A faithful copy of all the data is the goal; omit the pictures.
◇ ◇ ◇
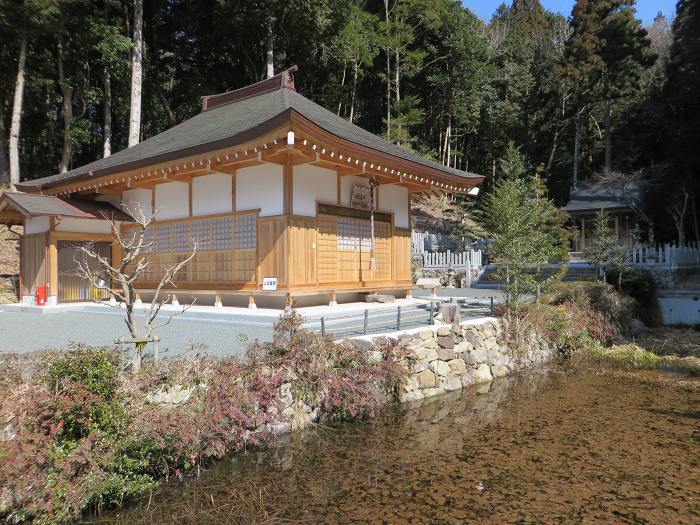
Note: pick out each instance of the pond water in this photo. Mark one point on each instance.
(541, 447)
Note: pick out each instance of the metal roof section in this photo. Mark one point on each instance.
(230, 119)
(592, 197)
(45, 205)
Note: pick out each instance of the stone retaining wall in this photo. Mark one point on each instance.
(444, 358)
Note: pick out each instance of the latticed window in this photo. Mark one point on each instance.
(354, 234)
(365, 233)
(213, 234)
(245, 232)
(347, 235)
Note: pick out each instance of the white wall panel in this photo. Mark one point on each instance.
(211, 194)
(138, 197)
(346, 185)
(313, 184)
(260, 187)
(172, 200)
(395, 199)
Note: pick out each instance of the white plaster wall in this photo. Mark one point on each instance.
(211, 194)
(114, 200)
(36, 225)
(138, 197)
(346, 184)
(313, 184)
(84, 226)
(172, 200)
(395, 199)
(260, 187)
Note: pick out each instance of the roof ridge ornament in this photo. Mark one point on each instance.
(282, 80)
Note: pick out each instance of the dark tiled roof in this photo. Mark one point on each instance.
(229, 124)
(44, 205)
(592, 197)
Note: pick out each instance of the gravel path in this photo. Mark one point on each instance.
(26, 332)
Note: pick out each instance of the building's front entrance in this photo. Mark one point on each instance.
(71, 286)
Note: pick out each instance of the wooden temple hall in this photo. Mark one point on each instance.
(286, 200)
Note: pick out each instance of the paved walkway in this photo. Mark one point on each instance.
(29, 331)
(25, 332)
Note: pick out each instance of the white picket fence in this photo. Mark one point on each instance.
(425, 241)
(666, 256)
(457, 260)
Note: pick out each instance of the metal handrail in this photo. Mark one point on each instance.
(395, 317)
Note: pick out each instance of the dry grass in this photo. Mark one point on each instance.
(9, 251)
(682, 342)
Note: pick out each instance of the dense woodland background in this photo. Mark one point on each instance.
(578, 96)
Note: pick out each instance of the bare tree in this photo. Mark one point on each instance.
(136, 75)
(678, 211)
(120, 278)
(17, 107)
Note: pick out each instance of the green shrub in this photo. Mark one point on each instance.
(599, 298)
(640, 284)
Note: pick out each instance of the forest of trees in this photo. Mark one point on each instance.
(592, 93)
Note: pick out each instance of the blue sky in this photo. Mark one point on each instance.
(647, 9)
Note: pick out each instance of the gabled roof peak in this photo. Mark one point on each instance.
(282, 80)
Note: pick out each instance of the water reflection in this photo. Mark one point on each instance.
(535, 447)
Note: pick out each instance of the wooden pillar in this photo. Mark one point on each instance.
(189, 196)
(233, 191)
(52, 264)
(288, 188)
(338, 186)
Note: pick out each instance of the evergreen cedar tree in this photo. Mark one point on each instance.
(428, 74)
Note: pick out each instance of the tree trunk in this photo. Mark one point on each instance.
(67, 102)
(136, 75)
(388, 71)
(695, 214)
(397, 78)
(16, 122)
(342, 88)
(270, 60)
(577, 149)
(448, 141)
(107, 125)
(4, 162)
(354, 90)
(608, 135)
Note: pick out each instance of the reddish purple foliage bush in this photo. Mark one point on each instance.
(84, 434)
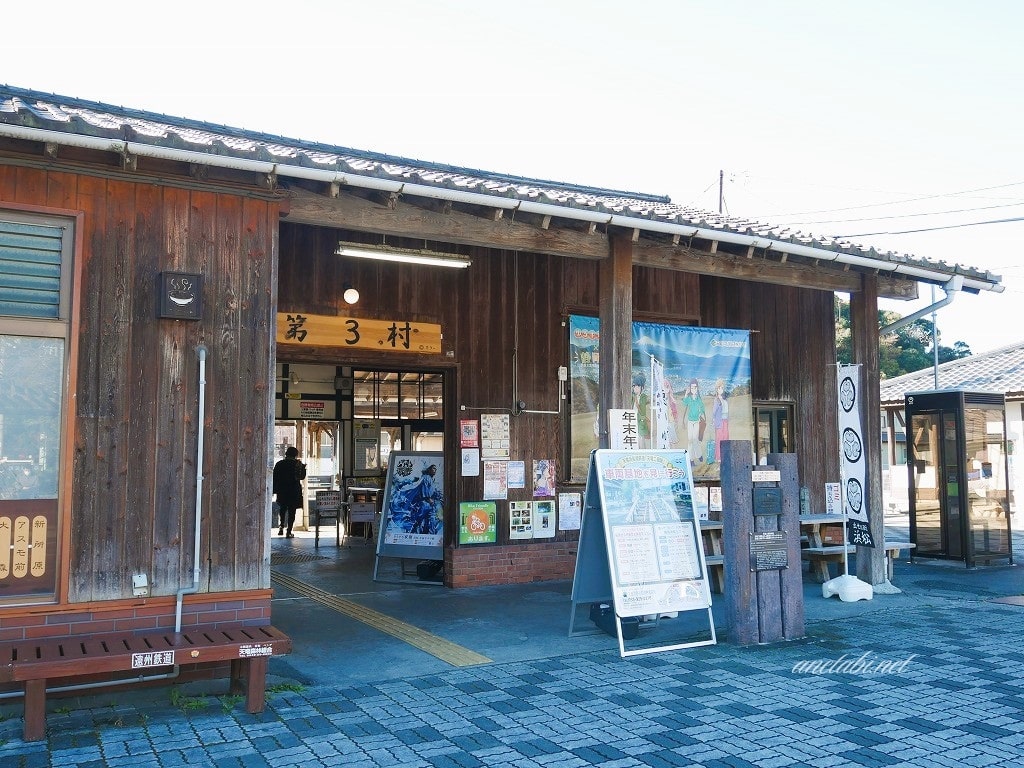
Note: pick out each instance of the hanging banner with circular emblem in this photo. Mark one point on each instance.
(851, 446)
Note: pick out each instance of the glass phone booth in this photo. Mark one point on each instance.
(958, 480)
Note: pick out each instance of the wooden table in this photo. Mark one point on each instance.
(711, 536)
(818, 551)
◇ ◇ ◇
Result of this exercise
Note: pick out each instance of the pond water in this photo. Mark one point on each instance.
(541, 447)
Note: pick out each instance of the metal roof section in this photo. Mark one point on each instance.
(230, 119)
(592, 197)
(45, 205)
Note: pick out each instance of the stone retaining wall in this photo. Mark one point on each instance.
(444, 358)
Note: pick out each instance of the latticed window in this photo. Mark one point on each instance.
(354, 234)
(365, 233)
(213, 234)
(245, 232)
(347, 235)
Note: pick out each instance of the white wall panel in this photo. Mark one point on each instance.
(211, 194)
(138, 197)
(346, 185)
(313, 184)
(260, 187)
(172, 200)
(395, 199)
Note: pick out each instance of the white plaster wall in this photo. Mark one point on each instance.
(211, 194)
(114, 200)
(36, 225)
(138, 197)
(346, 184)
(313, 184)
(84, 226)
(172, 200)
(395, 199)
(260, 187)
Note: pick out each instance of the roof ridge ornament in this photo. Mark one point on each instance.
(282, 80)
Note: pick out each instance of the dark tiled roof in this photo. Mark one point on each instance.
(229, 124)
(44, 205)
(592, 197)
Note: pick out each instance of the gravel path in this photo. Mark one point on each instance.
(26, 332)
Note: pick out each instance of the building's front entrance in this photo. Mark one point on each instance.
(71, 286)
Note: pick out each instance of the wooden temple hall in this photo. Mark one point on each instance.
(286, 200)
Note: pick out each instance of the paved walkway in this photo. Mark one point on each instance.
(29, 331)
(25, 332)
Note: pick out each instance of the white picket fence in this photo. Mark one point on each instance.
(425, 241)
(666, 256)
(457, 260)
Note: pick out each instance of the metal handrail in this photo. Mark one point on each instance.
(395, 317)
Note: pick out each instance of the dry grass in this photo. Mark one point on each instance.
(9, 251)
(682, 342)
Note: pick out each instance of the dense woodland background in this photo. Mark one point on each instance.
(578, 96)
Note: pick out each instance of the bare tree in this photo. Mark one point on each instance.
(136, 75)
(678, 211)
(120, 278)
(17, 107)
Note: pick out each instance of the green shrub in this photo. Mark one point on each instance.
(599, 298)
(640, 284)
Note: pick out each instance of the forest of trees in this photo. Mark one point on each instance.
(592, 93)
Note: pick out each instance of the blue sky in this photo. Mark one point on each instance.
(647, 9)
Note: pick out each instance of the gabled roof peak in this photo. Mark one point on each instance.
(282, 80)
Note: pick out each instance of the water reflection in this photo. Mark one point on each instance.
(535, 447)
Note: pick out each instance of the wooden pillar in this photo. Mark one point on each instance.
(189, 196)
(233, 191)
(52, 264)
(288, 188)
(338, 186)
Note: pick out each instance of the evergreen cedar tree in this photo. Mark one point on each instance.
(428, 74)
Note: pick out each instance of the tree trunk in this photo. Mark one point on each instance.
(67, 102)
(136, 75)
(388, 71)
(695, 214)
(397, 78)
(16, 122)
(342, 88)
(270, 60)
(577, 149)
(448, 141)
(107, 125)
(4, 162)
(354, 90)
(608, 135)
Note: pick out each instance of the reddish purple foliage bush in this photo. Mark one point on each instance.
(84, 434)
Note: pick out each instance of the hanging banner with circular emblem in this photo. Mark one point on each instance.
(851, 446)
Note: pick out each instance of the glass phone booth in this photo. Mark one point on each instance.
(958, 480)
Note: pick out each instance of the wooden table in this photo. Mark one point on each instance.
(711, 536)
(818, 551)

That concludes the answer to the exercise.